Show each line of the records that contains the string "positive", copying every such line in full.
[Opening MATERIAL TO PROCESS section]
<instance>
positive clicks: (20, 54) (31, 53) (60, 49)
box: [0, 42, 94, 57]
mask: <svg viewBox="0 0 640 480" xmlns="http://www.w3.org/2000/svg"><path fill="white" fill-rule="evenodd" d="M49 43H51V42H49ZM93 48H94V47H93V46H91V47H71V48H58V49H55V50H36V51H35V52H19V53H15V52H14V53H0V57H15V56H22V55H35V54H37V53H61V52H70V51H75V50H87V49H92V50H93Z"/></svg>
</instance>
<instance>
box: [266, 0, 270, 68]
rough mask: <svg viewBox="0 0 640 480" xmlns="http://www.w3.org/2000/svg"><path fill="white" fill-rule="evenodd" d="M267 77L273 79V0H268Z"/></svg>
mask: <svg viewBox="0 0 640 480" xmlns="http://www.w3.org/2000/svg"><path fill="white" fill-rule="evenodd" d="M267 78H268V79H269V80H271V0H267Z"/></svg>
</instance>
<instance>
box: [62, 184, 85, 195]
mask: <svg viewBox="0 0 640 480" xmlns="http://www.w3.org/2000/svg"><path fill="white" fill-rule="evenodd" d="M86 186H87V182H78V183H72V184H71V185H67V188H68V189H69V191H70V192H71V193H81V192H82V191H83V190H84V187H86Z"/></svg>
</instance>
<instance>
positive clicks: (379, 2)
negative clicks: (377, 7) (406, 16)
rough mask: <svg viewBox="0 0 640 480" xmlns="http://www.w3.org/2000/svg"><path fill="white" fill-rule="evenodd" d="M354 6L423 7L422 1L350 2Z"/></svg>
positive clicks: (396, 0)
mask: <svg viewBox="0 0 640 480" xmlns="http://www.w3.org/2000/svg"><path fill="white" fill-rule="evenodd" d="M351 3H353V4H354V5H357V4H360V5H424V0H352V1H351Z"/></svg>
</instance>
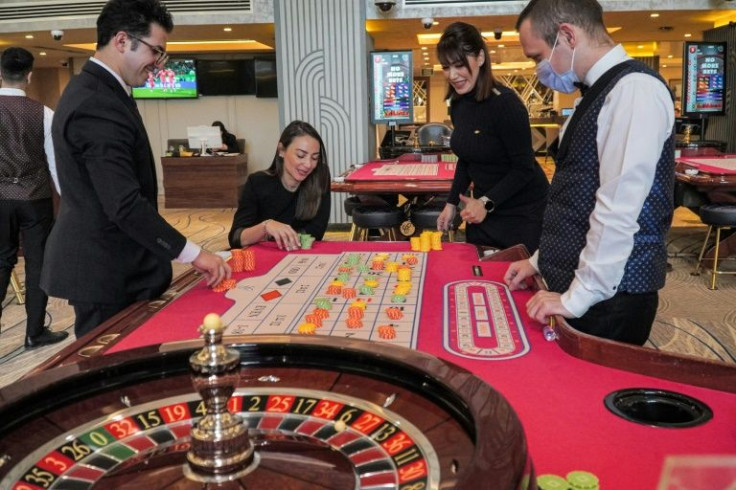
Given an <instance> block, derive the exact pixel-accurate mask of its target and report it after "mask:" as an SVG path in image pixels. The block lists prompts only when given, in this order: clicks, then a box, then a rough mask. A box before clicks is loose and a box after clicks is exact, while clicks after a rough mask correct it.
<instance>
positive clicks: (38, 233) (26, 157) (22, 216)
mask: <svg viewBox="0 0 736 490" xmlns="http://www.w3.org/2000/svg"><path fill="white" fill-rule="evenodd" d="M31 70H33V55H32V54H31V53H30V52H29V51H27V50H25V49H23V48H7V49H6V50H5V51H3V54H2V57H1V58H0V75H2V87H1V88H0V316H2V302H3V300H4V299H5V294H6V292H7V290H8V283H9V282H10V275H11V273H12V271H13V267H14V266H15V264H16V262H17V260H18V248H19V246H20V240H19V237H20V236H22V237H23V251H24V255H25V263H26V268H25V269H26V341H25V346H26V348H28V349H31V348H34V347H39V346H42V345H48V344H55V343H57V342H61V341H62V340H64V339H65V338H67V336H68V335H69V334H67V333H66V332H52V331H51V330H49V329H48V327H44V320H45V318H46V304H47V303H48V299H49V298H48V296H46V293H44V292H43V290H42V289H41V288H40V287H39V280H40V278H41V264H42V263H43V248H44V246H45V244H46V239H47V237H48V236H49V231H50V230H51V223H52V222H53V220H54V210H53V204H52V201H51V177H52V175H50V171H52V173H55V170H53V169H54V168H55V160H54V147H53V144H52V142H51V120H52V118H53V115H54V113H53V111H52V110H51V109H49V108H48V107H45V106H44V105H43V104H41V103H40V102H36V101H35V100H31V99H29V98H28V97H26V92H25V90H26V88H27V87H28V84H29V83H30V82H31V75H32V74H33V72H32V71H31ZM55 178H56V177H55V176H54V179H55Z"/></svg>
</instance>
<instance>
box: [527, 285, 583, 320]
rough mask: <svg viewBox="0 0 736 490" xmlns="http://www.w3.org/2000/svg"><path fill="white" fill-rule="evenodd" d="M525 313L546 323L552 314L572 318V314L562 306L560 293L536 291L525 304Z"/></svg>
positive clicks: (572, 314)
mask: <svg viewBox="0 0 736 490" xmlns="http://www.w3.org/2000/svg"><path fill="white" fill-rule="evenodd" d="M526 312H527V314H528V315H529V316H530V317H531V318H533V319H534V320H536V321H538V322H539V323H548V322H549V317H551V316H552V315H562V316H564V317H565V318H573V317H574V315H573V314H572V313H570V312H569V311H567V309H566V308H565V307H564V306H562V301H561V299H560V293H553V292H552V291H538V292H537V294H535V295H534V296H532V299H530V300H529V301H528V302H527V304H526Z"/></svg>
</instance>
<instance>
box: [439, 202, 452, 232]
mask: <svg viewBox="0 0 736 490" xmlns="http://www.w3.org/2000/svg"><path fill="white" fill-rule="evenodd" d="M454 218H455V206H454V205H453V204H450V203H447V204H445V208H444V209H443V210H442V212H441V213H440V215H439V216H438V217H437V229H438V230H439V231H447V230H449V229H450V227H451V226H452V220H453V219H454Z"/></svg>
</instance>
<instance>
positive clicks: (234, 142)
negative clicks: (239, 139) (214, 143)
mask: <svg viewBox="0 0 736 490" xmlns="http://www.w3.org/2000/svg"><path fill="white" fill-rule="evenodd" d="M212 125H213V126H217V127H218V128H220V135H222V146H221V147H220V148H215V150H218V151H226V152H228V153H240V148H239V147H238V140H237V138H235V135H234V134H232V133H229V132H228V131H227V129H225V125H224V124H222V123H221V122H220V121H215V122H213V123H212Z"/></svg>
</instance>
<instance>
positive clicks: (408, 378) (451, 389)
mask: <svg viewBox="0 0 736 490" xmlns="http://www.w3.org/2000/svg"><path fill="white" fill-rule="evenodd" d="M227 341H228V343H229V346H230V347H233V348H235V349H237V350H238V351H239V352H240V369H241V372H243V373H247V372H250V371H249V370H253V369H278V368H283V369H293V368H299V369H303V370H306V371H308V370H325V369H327V370H336V371H337V372H339V373H347V374H350V375H355V376H363V377H366V378H371V379H377V380H380V381H381V382H382V383H387V384H389V385H395V386H396V387H397V388H398V389H404V390H407V391H409V392H414V393H416V394H417V396H421V397H423V399H427V400H429V401H431V402H432V403H433V404H435V405H437V406H439V407H441V408H442V410H444V411H445V412H447V413H448V414H451V417H452V418H453V420H454V422H455V423H456V424H457V425H459V426H460V427H462V429H463V430H464V431H465V432H466V433H467V436H468V437H469V438H470V439H471V440H472V442H473V444H474V448H473V450H472V459H471V460H470V461H469V463H468V464H465V462H463V464H462V465H460V467H459V468H457V467H456V464H455V463H453V465H455V466H453V468H449V467H448V465H447V464H446V461H445V462H443V466H442V468H441V473H442V477H443V481H445V479H446V478H449V479H450V480H451V481H453V482H454V487H455V488H479V487H478V485H479V484H481V483H484V482H488V481H489V478H490V479H492V480H493V481H496V482H498V483H499V486H498V488H533V486H532V485H533V482H534V474H533V469H532V466H531V460H530V458H529V456H528V453H527V447H526V441H525V438H524V434H523V428H522V427H521V424H520V422H519V420H518V417H517V416H516V414H515V412H514V411H513V409H512V408H511V406H510V405H509V404H508V402H507V401H506V400H505V399H504V398H503V396H502V395H501V394H499V393H498V392H497V391H495V390H494V389H493V388H492V387H490V386H489V385H487V384H486V383H485V382H483V381H482V380H480V379H479V378H477V377H476V376H474V375H473V374H472V373H470V372H469V371H466V370H465V369H463V368H460V367H458V366H455V365H454V364H452V363H450V362H447V361H444V360H441V359H439V358H436V357H434V356H430V355H428V354H424V353H421V352H417V351H412V350H409V349H406V348H402V347H397V346H393V345H379V344H376V343H374V342H367V341H360V340H357V341H356V340H343V339H335V338H334V337H331V338H325V337H322V338H320V337H317V336H314V337H312V336H310V337H309V338H304V337H296V336H288V335H281V336H242V337H230V338H227ZM201 345H202V343H201V342H198V341H193V342H180V343H172V344H163V345H161V346H159V347H144V348H141V349H134V350H131V351H126V352H121V353H118V354H113V355H109V356H104V357H101V358H97V359H94V360H91V361H86V362H83V363H80V364H79V365H70V366H63V367H60V368H56V369H52V370H50V371H47V372H43V373H40V374H38V375H36V376H34V377H32V378H29V379H28V380H25V381H23V382H21V383H16V384H15V385H11V386H10V387H6V388H4V389H3V390H0V400H2V401H3V404H2V406H0V441H1V440H2V439H3V438H4V435H6V434H11V433H12V432H13V431H20V430H21V429H22V428H23V427H24V426H25V425H26V424H31V423H33V421H34V420H37V419H38V418H39V417H44V415H45V414H47V413H49V412H52V411H53V410H55V409H57V408H59V407H65V406H71V405H73V404H74V403H77V402H79V401H84V400H85V399H86V398H87V397H89V396H92V395H94V394H95V393H98V392H101V391H102V392H108V391H117V390H123V389H125V388H126V387H130V386H137V385H138V384H142V383H146V382H147V381H148V380H160V379H162V378H165V379H168V378H169V377H171V378H173V377H177V376H182V375H185V374H189V368H188V365H187V362H186V359H187V358H188V356H189V355H190V354H191V353H192V352H193V350H194V349H195V348H196V347H200V346H201ZM287 366H288V368H287ZM4 451H6V449H3V447H2V444H1V443H0V457H1V456H2V454H3V452H4ZM21 459H22V458H21ZM15 463H18V458H17V457H16V458H15V459H14V461H13V463H11V464H6V465H5V466H6V468H2V467H1V466H0V481H3V480H2V479H4V478H5V477H6V476H7V474H8V473H10V472H11V470H13V471H14V474H17V473H18V469H17V468H16V469H15V470H14V466H13V464H15ZM21 469H22V468H21ZM450 473H454V474H453V475H452V476H450ZM11 488H12V487H11ZM407 488H410V487H407ZM418 488H419V487H418Z"/></svg>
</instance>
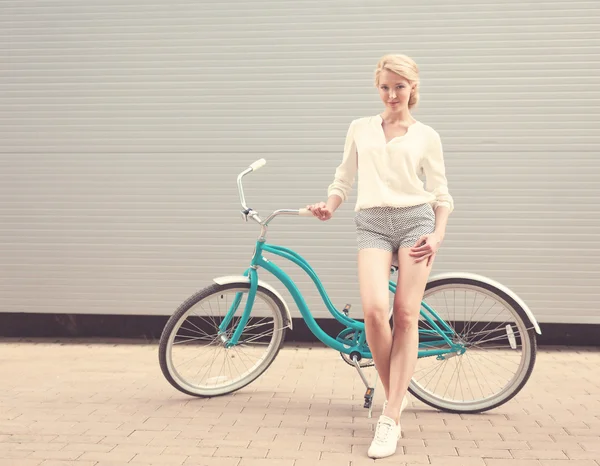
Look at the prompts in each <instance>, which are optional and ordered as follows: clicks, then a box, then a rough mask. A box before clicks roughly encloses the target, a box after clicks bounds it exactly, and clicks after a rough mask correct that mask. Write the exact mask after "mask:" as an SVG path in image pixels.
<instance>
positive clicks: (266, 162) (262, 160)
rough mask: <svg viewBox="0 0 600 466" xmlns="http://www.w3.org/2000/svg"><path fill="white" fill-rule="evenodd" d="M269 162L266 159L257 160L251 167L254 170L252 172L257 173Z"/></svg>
mask: <svg viewBox="0 0 600 466" xmlns="http://www.w3.org/2000/svg"><path fill="white" fill-rule="evenodd" d="M266 163H267V161H266V160H265V159H260V160H257V161H256V162H254V163H253V164H252V165H250V168H251V169H252V171H256V170H258V169H259V168H262V167H264V166H265V165H266Z"/></svg>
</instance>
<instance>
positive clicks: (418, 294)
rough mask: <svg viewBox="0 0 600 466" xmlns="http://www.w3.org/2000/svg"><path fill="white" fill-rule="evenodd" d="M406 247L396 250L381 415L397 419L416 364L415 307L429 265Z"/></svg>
mask: <svg viewBox="0 0 600 466" xmlns="http://www.w3.org/2000/svg"><path fill="white" fill-rule="evenodd" d="M409 252H410V248H401V249H400V250H399V251H398V262H399V269H398V285H397V288H396V295H395V297H394V330H393V336H392V341H393V342H392V350H391V355H390V373H389V384H390V385H389V391H390V393H389V396H388V404H387V406H386V409H385V413H384V414H385V415H386V416H388V417H390V418H392V419H395V420H396V423H399V421H400V406H401V405H402V399H403V398H404V396H405V395H406V390H407V388H408V384H409V383H410V379H411V378H412V375H413V373H414V370H415V365H416V363H417V353H418V346H419V333H418V331H419V328H418V321H419V310H420V308H421V300H422V299H423V293H424V292H425V286H426V285H427V278H428V277H429V272H430V271H431V265H432V264H430V265H429V266H427V261H422V262H419V263H416V264H415V262H414V259H413V258H412V257H410V256H409V255H408V254H409ZM375 364H377V361H376V362H375Z"/></svg>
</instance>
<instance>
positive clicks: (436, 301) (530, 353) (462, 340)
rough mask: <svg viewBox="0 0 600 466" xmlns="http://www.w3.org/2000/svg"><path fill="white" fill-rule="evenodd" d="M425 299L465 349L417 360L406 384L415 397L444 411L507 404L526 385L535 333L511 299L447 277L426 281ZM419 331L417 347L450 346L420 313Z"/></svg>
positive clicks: (455, 340)
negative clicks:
[Closing MATERIAL TO PROCESS section]
● **WORKED SOLUTION**:
positive clicks: (20, 54) (31, 53) (60, 49)
positive clicks: (379, 2)
positive clicks: (396, 0)
positive clicks: (38, 233) (26, 157) (22, 216)
positive clicks: (572, 314)
positive clicks: (234, 142)
positive clicks: (408, 378) (451, 389)
positive clicks: (266, 162) (262, 160)
positive clicks: (418, 294)
positive clicks: (436, 301) (530, 353) (462, 340)
positive clicks: (455, 340)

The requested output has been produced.